[Work item]:
Word for word, restate every record, though not the pictures.

(Point-per-instance localization data)
——————————

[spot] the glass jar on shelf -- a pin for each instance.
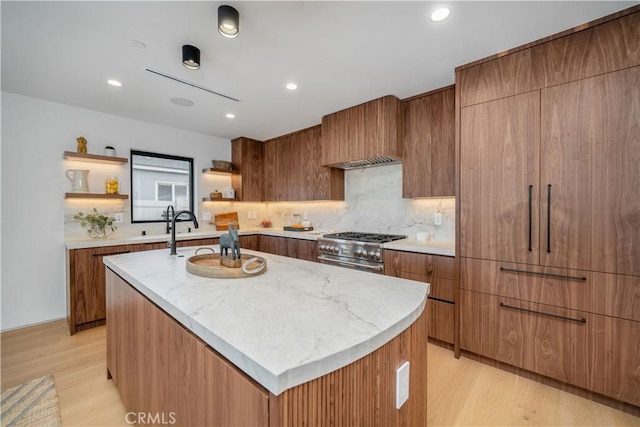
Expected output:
(112, 185)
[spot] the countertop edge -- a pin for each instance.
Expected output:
(443, 248)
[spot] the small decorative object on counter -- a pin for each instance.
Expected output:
(79, 180)
(82, 144)
(221, 164)
(112, 185)
(98, 225)
(229, 193)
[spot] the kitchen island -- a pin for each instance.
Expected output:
(303, 343)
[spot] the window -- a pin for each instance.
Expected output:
(157, 181)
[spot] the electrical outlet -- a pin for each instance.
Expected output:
(402, 384)
(437, 218)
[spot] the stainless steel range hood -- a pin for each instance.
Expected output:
(367, 163)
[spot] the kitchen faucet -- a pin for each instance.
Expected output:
(173, 212)
(172, 242)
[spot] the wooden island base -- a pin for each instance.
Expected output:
(165, 374)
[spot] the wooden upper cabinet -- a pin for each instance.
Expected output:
(428, 145)
(372, 129)
(590, 173)
(607, 47)
(292, 169)
(499, 172)
(247, 155)
(506, 76)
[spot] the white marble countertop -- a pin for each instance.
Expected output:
(410, 245)
(296, 322)
(434, 247)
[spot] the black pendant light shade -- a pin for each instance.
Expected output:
(228, 21)
(191, 57)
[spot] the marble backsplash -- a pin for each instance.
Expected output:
(373, 203)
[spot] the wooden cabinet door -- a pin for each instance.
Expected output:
(514, 332)
(247, 155)
(88, 283)
(499, 171)
(249, 242)
(428, 146)
(233, 399)
(367, 130)
(590, 208)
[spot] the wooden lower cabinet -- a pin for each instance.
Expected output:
(439, 272)
(164, 371)
(591, 351)
(86, 283)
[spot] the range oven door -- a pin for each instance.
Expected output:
(355, 264)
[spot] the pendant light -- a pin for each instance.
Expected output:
(190, 57)
(228, 21)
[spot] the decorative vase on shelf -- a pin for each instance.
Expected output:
(98, 225)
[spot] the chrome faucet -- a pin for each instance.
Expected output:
(172, 242)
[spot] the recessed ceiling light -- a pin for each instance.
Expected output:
(183, 102)
(440, 14)
(138, 44)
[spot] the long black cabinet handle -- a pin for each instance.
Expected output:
(542, 273)
(549, 218)
(111, 253)
(530, 207)
(542, 313)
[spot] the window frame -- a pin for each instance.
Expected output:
(189, 184)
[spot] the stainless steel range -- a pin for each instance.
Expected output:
(361, 251)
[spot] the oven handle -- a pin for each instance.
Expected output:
(353, 264)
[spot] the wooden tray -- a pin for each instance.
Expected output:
(209, 266)
(222, 221)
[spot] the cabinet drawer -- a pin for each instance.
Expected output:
(598, 353)
(600, 293)
(441, 320)
(418, 263)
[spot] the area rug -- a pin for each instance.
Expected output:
(34, 403)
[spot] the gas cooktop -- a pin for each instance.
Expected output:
(364, 237)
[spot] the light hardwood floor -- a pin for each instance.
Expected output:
(461, 392)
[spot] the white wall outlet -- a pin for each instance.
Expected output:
(437, 218)
(402, 384)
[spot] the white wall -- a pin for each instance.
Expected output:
(35, 133)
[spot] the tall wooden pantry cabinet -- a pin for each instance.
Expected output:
(549, 207)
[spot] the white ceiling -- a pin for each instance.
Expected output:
(340, 54)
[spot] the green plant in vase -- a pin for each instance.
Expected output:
(97, 224)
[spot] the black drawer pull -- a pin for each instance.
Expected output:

——————————

[Response to the exercise]:
[spot] the glass jar on shelf -- a pin for each instance.
Expected output:
(112, 185)
[spot] the countertop edge -- a pin for each instance.
Expected output:
(443, 248)
[spot] the small decorative object on counter -- a pin for each instance.
Expected output:
(79, 180)
(82, 144)
(221, 164)
(112, 185)
(98, 225)
(229, 193)
[spot] the kitchen island -- a pin for each instance.
Expected output:
(303, 343)
[spot] the window -- a pin for each instance.
Expected output:
(157, 181)
[spot] the electrical outlet -- a pin for each instance.
Expected output:
(402, 384)
(437, 218)
[spot] the stainless steel range hood -- a pin for each instance.
Expected output:
(367, 163)
[spot] the kitchen faucet -- a pin for each instance.
Expected output:
(173, 212)
(172, 242)
[spot] the wooden island base -- a pin for each instance.
Expected output:
(165, 374)
[spot] the wooden upper cabinet -- a pin for each instance.
Expected output:
(428, 145)
(372, 129)
(590, 173)
(607, 47)
(292, 169)
(499, 172)
(247, 155)
(506, 76)
[spot] the white marble countertop -- a pin for each instance.
Expected output:
(410, 245)
(296, 322)
(434, 247)
[spot] the black pendant light shade -- a pin for each instance.
Expected output:
(228, 21)
(191, 57)
[spot] the marble backsplash -- a pin for each instance.
Expected output:
(373, 203)
[spot] the wooden cabinet door -- a pin for each instance.
Expected output:
(514, 332)
(247, 155)
(88, 283)
(499, 171)
(249, 242)
(428, 146)
(233, 399)
(367, 130)
(590, 208)
[spot] the wooden lower cabinet -- a pin for each instance.
Expected output:
(439, 272)
(164, 371)
(591, 351)
(86, 283)
[spot] the range oven door -- a pin for each instance.
Expected output:
(355, 264)
[spot] the pendant light -- a pin for each instance.
Expected output:
(190, 57)
(228, 21)
[spot] the decorative vase on shelf -- a pin for each instance.
Expected output:
(98, 225)
[spot] the chrome faucet -- a pin for each instance.
Expected output:
(172, 242)
[spot] the recessed ceiling light -- a pin for each instance.
Expected output:
(183, 102)
(440, 14)
(138, 44)
[spot] the long black cabinet handle -- a pin for each instance.
Expected output:
(542, 273)
(549, 218)
(111, 253)
(530, 207)
(542, 313)
[spot] the window frame -- a pin for each instance.
Expected output:
(189, 184)
[spot] the stainless steel range -- a pin for each instance.
Expected output:
(361, 251)
[spot] the oven handle -- a pin for each instance.
Expected output:
(353, 264)
[spot] the wooden tray -- a pin for each instance.
Expected output:
(209, 266)
(222, 221)
[spot] the cabinet drawer -- a pin for each instance.
Expected output:
(598, 353)
(600, 293)
(441, 320)
(418, 263)
[spot] the area rug -- a pin for each instance.
Expected output:
(34, 403)
[spot] the gas cooktop -- a pin for each instance.
Expected output:
(364, 237)
[spot] the light hardwood floor -- a pin for each instance.
Expected output:
(461, 392)
[spot] the white wall outlet -- a pin for each instance.
Expected output:
(437, 218)
(402, 384)
[spot] the white wall -- a pin for each instance.
Expected output:
(35, 133)
[spot] the tall wooden pantry cabinet -- a pin for each instance.
Expected output:
(549, 207)
[spot] the white ceiling -- a pin for each instance.
Expected output:
(340, 54)
[spot] the green plant in vase -- a pin for each instance.
Expected output:
(97, 224)
[spot] the black drawer pull -- a pin for each instance.
Expected output:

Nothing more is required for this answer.